Quoted text:
-- start --

December 8, 2011
SETI Plugs the Phone Back In
If any of you aliens out there rang our Earth line this summer, would you kindly try dialing in again? After an eight-month down time, SETI — the Search for Extraterrestrial Intelligence — is back up and running this week thanks to an influx of funds. The Allen Telescope Array (ATA) in Northern California, SETI’s primary search facility, was forced into hibernation on April 25 by severe budget cuts. “Hibernation” meant it would be staffed by a skeleton crew to keep the facility safely maintained, but all observations would cease.
ATA started operations in 2007 as the first radio observatory built specifically to scan for intelligent life elsewhere. It was funded primarily through the National Science Foundation and the State of California, through UC Berkeley, which co-operates the Hat Creek Radio Observatory, where ATA is located, with SETI, but both sources slashed their contributions earlier this year. In an April letter to supporters, SETI Institute CEO Tom Pierson said that NSF funding “has been reduced to approximately one-tenth of its former level … compounded by growing State of California budget shortfalls.”

-- end --

Record set:
-- start --

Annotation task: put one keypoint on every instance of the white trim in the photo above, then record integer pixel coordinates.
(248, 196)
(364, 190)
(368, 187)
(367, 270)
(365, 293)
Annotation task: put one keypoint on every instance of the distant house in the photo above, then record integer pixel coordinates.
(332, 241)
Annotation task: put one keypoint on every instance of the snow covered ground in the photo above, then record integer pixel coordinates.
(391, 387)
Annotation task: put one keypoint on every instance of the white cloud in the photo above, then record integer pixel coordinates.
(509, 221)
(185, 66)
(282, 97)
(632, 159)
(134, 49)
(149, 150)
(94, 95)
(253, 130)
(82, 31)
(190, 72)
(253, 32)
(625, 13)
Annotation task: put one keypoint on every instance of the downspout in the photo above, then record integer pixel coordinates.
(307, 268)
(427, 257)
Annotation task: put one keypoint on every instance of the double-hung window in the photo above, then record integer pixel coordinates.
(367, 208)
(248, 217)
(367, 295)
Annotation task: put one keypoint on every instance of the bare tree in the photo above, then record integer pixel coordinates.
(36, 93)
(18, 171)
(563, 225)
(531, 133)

-- end --

Stated task 1:
Retype the SETI article word for word, from beginning to end.
Stated task 2:
Write out the records again from the line containing "of the downspout" through the end of the records, putting "marker" wherever "keypoint" appears and leaving everything else unchanged.

Correct response 1:
December 8, 2011
SETI Plugs the Phone Back In
If any of you aliens out there rang our Earth line this summer, would you kindly try dialing in again? After an eight-month down time, SETI — the Search for Extraterrestrial Intelligence — is back up and running this week thanks to an influx of funds. The Allen Telescope Array (ATA) in Northern California, SETI’s primary search facility, was forced into hibernation on April 25 by severe budget cuts. “Hibernation” meant it would be staffed by a skeleton crew to keep the facility safely maintained, but all observations would cease.
ATA started operations in 2007 as the first radio observatory built specifically to scan for intelligent life elsewhere. It was funded primarily through the National Science Foundation and the State of California, through UC Berkeley, which co-operates the Hat Creek Radio Observatory, where ATA is located, with SETI, but both sources slashed their contributions earlier this year. In an April letter to supporters, SETI Institute CEO Tom Pierson said that NSF funding “has been reduced to approximately one-tenth of its former level … compounded by growing State of California budget shortfalls.”

Correct response 2:
Annotation task: put one marker on every instance of the downspout in the photo above, then record integer pixel coordinates.
(307, 268)
(427, 257)
Annotation task: put one marker on every instance of the double-hung window in the photo above, then record integer pixel coordinates.
(367, 208)
(248, 217)
(367, 295)
Annotation task: put one marker on every instance of the bare tree in the photo above, then record integer pixel coordinates.
(36, 93)
(18, 171)
(563, 225)
(531, 133)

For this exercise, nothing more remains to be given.